— Task statement —
Copy out the listing from the line that contains "job: **suv front grille**" through the line that contains "206], [473, 205]]", requests included, and return only those lines. Shift every coordinate in the answers by adding -37, and leave the requests and their format samples unchanged.

— Dataset entries —
Begin

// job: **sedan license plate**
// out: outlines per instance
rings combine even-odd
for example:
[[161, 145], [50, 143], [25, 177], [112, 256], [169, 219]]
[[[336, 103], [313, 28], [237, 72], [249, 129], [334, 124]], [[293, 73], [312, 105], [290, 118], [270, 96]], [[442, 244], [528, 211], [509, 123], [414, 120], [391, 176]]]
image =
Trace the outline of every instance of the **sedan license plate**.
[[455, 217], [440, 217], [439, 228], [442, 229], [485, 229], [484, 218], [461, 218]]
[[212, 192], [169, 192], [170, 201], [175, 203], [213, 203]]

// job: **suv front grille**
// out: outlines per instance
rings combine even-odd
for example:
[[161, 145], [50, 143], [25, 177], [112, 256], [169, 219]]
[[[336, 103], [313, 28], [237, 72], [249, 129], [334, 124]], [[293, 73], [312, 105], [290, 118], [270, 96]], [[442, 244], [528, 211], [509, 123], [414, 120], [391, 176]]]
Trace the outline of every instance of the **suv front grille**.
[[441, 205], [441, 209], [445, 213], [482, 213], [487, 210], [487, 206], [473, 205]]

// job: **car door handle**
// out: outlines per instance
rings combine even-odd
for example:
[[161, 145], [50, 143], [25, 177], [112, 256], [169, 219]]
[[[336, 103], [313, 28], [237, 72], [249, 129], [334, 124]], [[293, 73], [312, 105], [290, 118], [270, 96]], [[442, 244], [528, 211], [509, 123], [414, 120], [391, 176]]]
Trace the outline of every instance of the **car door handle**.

End

— Solution for this exercise —
// job: **suv front grille**
// out: outlines per instance
rings combine even-odd
for example:
[[161, 145], [50, 143], [25, 177], [112, 256], [169, 219]]
[[[336, 103], [313, 28], [237, 72], [249, 129], [334, 124]], [[293, 73], [312, 105], [290, 118], [270, 96]], [[442, 244], [528, 211], [509, 123], [414, 120], [391, 176]]]
Trace the outline of every instance of the **suv front grille**.
[[404, 168], [404, 172], [408, 176], [445, 176], [450, 173], [450, 169], [436, 168]]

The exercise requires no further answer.